** Selected excerpt follows **
How violent poo-chucker turned Buddhist
ONE of Queensland's most violent prisoners, who threw urine and feces at correction officers, says Buddhism has saved him.
Stephen Jay Breen was sentenced to three years for his most recent act - believed to be number 18 in a list of violent crimes that includes attempted murders of two fellow prisoners at the Maryborough Correctional Centre in 2009 and 2011.
His attack, on August 29, 2015, was one of 73 assaults by prisoners on correctional officers from January to June that year, three of which were held as 'serious'.
There were 133 assaults logged in the same period of this year, but none of them required medical treatment or overnight hospitalisation.
Breen, who carries the infectious hepatitis C disease, told Brisbane District Court on Friday he threw the concoction of bodily fluids in response to the inhumanity of his prison treatment.
The officers Breen hit were clothed in protection gear because of the prisoner's history.
Breen, currently in maximum security at the Woodford Correctional Centre near the Sunshine Coast, said for the past six years he had only been allowed out of his cell for two hours a day.
He said this caused him health issues.
"I've been diagnosed as a psychopath," he told the court, a diagnosis he had never had before his solitary confinement of recent years.
"I'm unable to talk to anybody."
"I'm not able to directly associate with other prisoners."
Breen conceded over the years in jail he had caused a lot of unnecessary and unprovoked harm.
But he said the way he was held did not "allow for an inmate to navigate one's own emotions".
** End of Selected excerpt **
## Work instructions
A - According to the news story about Stephen Jay Breen, how long had he been allowed out of his cell each day for the past six years?
B - Write the next part of the news story about Stephen Jay Breen, picking up after its final sentence.
** Source data follows **
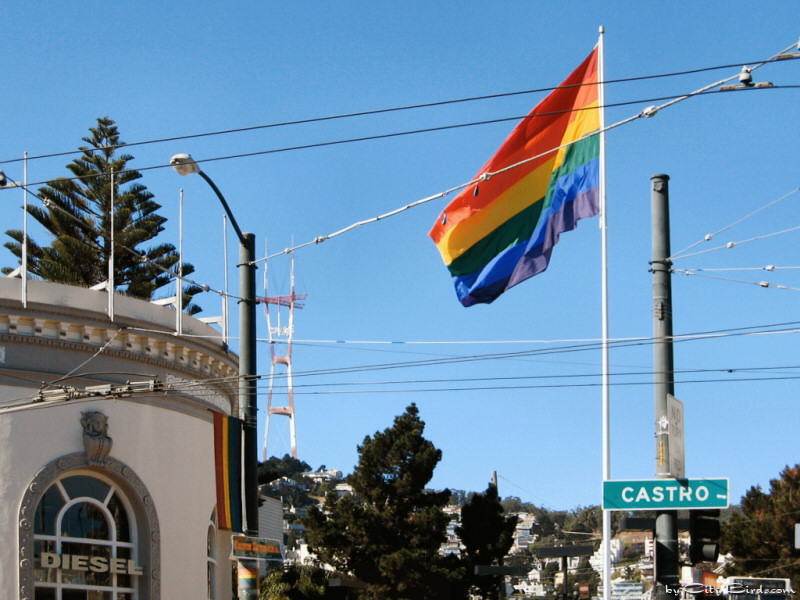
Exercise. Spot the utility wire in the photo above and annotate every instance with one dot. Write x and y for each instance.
(710, 236)
(730, 245)
(374, 112)
(761, 284)
(646, 113)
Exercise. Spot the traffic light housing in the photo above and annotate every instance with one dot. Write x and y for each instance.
(704, 531)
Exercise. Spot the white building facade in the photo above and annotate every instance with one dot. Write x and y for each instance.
(108, 489)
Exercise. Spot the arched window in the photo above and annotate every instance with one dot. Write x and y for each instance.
(84, 538)
(211, 553)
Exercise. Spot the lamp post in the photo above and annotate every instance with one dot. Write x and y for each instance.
(185, 165)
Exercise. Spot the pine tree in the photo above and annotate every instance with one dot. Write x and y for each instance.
(487, 535)
(388, 531)
(761, 539)
(77, 214)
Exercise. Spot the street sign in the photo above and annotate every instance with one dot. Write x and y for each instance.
(655, 494)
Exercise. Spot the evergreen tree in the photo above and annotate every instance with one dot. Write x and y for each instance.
(761, 539)
(77, 215)
(487, 535)
(388, 532)
(295, 583)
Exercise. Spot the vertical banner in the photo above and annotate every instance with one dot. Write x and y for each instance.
(228, 471)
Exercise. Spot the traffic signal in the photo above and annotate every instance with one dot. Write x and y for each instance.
(704, 531)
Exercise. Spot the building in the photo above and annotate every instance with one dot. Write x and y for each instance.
(108, 487)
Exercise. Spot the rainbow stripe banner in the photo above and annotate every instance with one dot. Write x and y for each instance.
(228, 470)
(501, 231)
** End of Source data **
## Numbered answers
A - Two hours a day.

B -
Breen said he had to deal with the "fierce smell" of urine and feces in the maximum security unit because of another inmate throwing feces around for two to three months, every day.
With two life sentences and a parole date not until 2036, Breen said there was no reason for him to behave, with even farm privileges stripped from him as a prospect.
He said "they want someone to act humanely in an inhumane situation".
Breen, 34, who represented himself in court via videolink, said he had not one incident in the past six months, because he had started practising Buddhism.
He said he had been "following it seriously for the last eight months", and had been receiving teachings from reputed practitioners.
Judge Michael Shanahan said he would take into account how restrictive the conditions of prison are for Breen.
"It may be that you have no hope of achieving parole," he said.
He said however, the position Breen now found himself in was of his own making, and his actions required consequences.
Judge Shanahan extended Breen's parole eligibility to July 2036.
He said given Breen's circumstances, he could not wish him all the best.
"But I hope you have some hope, sir."